Rewrite all the items below as a numbered list, one line per entry, leaving out any blank lines and the pictures.

☆ ☆ ☆ ☆

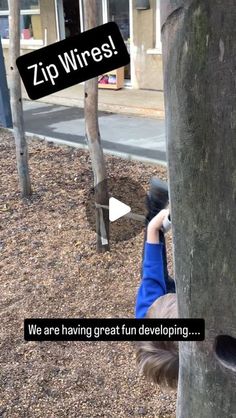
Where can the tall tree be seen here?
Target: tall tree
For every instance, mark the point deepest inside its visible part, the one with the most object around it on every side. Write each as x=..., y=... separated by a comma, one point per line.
x=16, y=101
x=94, y=142
x=199, y=52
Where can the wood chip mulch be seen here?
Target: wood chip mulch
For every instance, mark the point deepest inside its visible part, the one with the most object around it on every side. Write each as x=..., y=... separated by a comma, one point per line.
x=49, y=268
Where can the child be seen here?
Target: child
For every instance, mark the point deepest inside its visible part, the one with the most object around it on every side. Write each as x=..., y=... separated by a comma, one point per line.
x=157, y=360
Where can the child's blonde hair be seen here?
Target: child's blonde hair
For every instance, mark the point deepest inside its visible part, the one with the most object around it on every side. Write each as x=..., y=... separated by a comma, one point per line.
x=159, y=360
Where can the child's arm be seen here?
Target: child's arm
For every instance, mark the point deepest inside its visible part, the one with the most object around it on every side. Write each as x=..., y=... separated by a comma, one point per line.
x=153, y=282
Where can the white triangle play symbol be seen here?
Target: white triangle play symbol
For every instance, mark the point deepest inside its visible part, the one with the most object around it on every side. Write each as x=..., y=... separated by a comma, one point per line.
x=117, y=209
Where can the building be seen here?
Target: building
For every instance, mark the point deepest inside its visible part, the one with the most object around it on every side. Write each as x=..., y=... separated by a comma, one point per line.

☆ ☆ ☆ ☆

REPLY
1. Where can the tall tree be seen here?
2. Target: tall tree
3. For every instance, mark the point deepest inside its visible part, the one with the most object around it on every side. Write each as x=..., y=... separated by a comma, one point per line.
4. x=16, y=101
5. x=94, y=142
6. x=199, y=52
7. Where can the wood chip mulch be seen here?
8. Target: wood chip mulch
9. For every instance, mark the point deepest inside its visible part, the one with the most object around it on every side. Write each as x=..., y=... separated by a comma, one point per line.
10. x=49, y=268
11. Where can the child be seen here?
12. Target: child
13. For every instance, mark the point deepest inside its visible part, the one with the most object around it on every side. Write each as x=..., y=... separated by a comma, one point per line.
14. x=157, y=360
15. Where can the child's blonde hair be seen here?
16. Target: child's blonde hair
17. For every instance, mark the point deepest inside its visible part, the one with the most object around it on every side. Write each as x=..., y=... separated by a comma, one point per line.
18. x=159, y=360
19. Where can the child's arm be seen here?
20. Target: child's arm
21. For every instance, mark the point deepest inside its visible part, the one with the most object around it on every side. Write each as x=..., y=... separated by a comma, one point per line.
22. x=153, y=282
23. Where can the white triangle play symbol be seen here?
24. Target: white triangle play symbol
25. For every instance, mark the point deepest inside its visible part, the one with the most object around it on every side. Write each as x=..., y=... separated by a comma, one point per line.
26. x=117, y=209
27. Where can the building be seen here?
28. Target: building
29. For every instance, mark the point deepest inside its visible part, the one with the most object around it on every side. Write each as x=..., y=... separated by a comma, one point per line.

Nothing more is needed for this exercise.